Top of TASK DATA

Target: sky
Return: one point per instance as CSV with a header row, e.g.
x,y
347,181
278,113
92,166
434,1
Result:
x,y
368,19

Bottom of TASK DATA

• [REQUIRED ACTION] Every line between the one holding "Return: one point" and the end of the listing above, inclusive, must be transcribed exactly; omit all others.

• [RESULT]
Return: one point per instance as CSV with a header row, e.g.
x,y
347,181
278,113
92,166
434,1
Result:
x,y
368,19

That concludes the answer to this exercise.